Saved entries
---
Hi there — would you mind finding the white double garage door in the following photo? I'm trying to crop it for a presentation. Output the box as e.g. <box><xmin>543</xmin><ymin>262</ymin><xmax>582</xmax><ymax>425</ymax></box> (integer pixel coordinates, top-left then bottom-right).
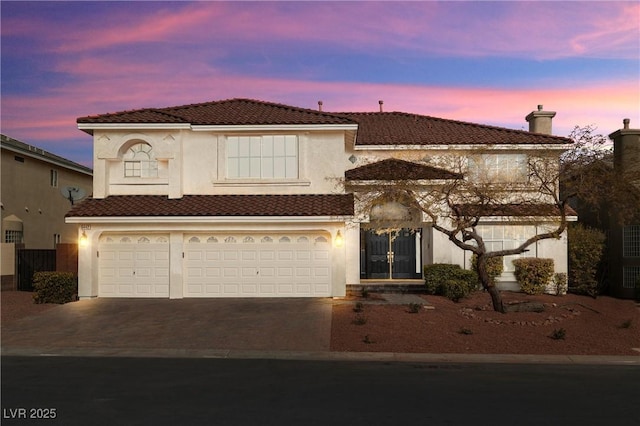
<box><xmin>99</xmin><ymin>232</ymin><xmax>332</xmax><ymax>298</ymax></box>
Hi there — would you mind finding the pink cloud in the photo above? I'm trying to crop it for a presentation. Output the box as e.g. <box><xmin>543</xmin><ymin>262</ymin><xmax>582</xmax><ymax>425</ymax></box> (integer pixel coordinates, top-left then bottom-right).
<box><xmin>9</xmin><ymin>2</ymin><xmax>636</xmax><ymax>60</ymax></box>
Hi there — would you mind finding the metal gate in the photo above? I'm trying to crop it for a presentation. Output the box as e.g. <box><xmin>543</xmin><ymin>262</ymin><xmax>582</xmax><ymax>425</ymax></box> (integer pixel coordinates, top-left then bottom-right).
---
» Exercise:
Exact repetition of each line above is expected; images are to be omitted.

» Expected answer:
Hi there — would you mind finding the white double garage door in the following photo? I'm trying to crop it for a presentation. Output the box as e.g. <box><xmin>543</xmin><ymin>262</ymin><xmax>582</xmax><ymax>425</ymax></box> (integer pixel coordinates, top-left then bottom-right).
<box><xmin>99</xmin><ymin>232</ymin><xmax>332</xmax><ymax>298</ymax></box>
Hi there — would you mind finding the pink cloud in the photo above? I'm trying to crop it for a presentation. Output the box as e.g. <box><xmin>543</xmin><ymin>262</ymin><xmax>582</xmax><ymax>425</ymax></box> (integer pixel coordinates, top-left then bottom-right).
<box><xmin>9</xmin><ymin>2</ymin><xmax>636</xmax><ymax>60</ymax></box>
Hi there — would you mind finding the metal gate in the photo above? I'm trying to crop it for a presentation. Output the box as e.g. <box><xmin>543</xmin><ymin>262</ymin><xmax>582</xmax><ymax>425</ymax></box> (integer pixel coordinates, top-left then bottom-right).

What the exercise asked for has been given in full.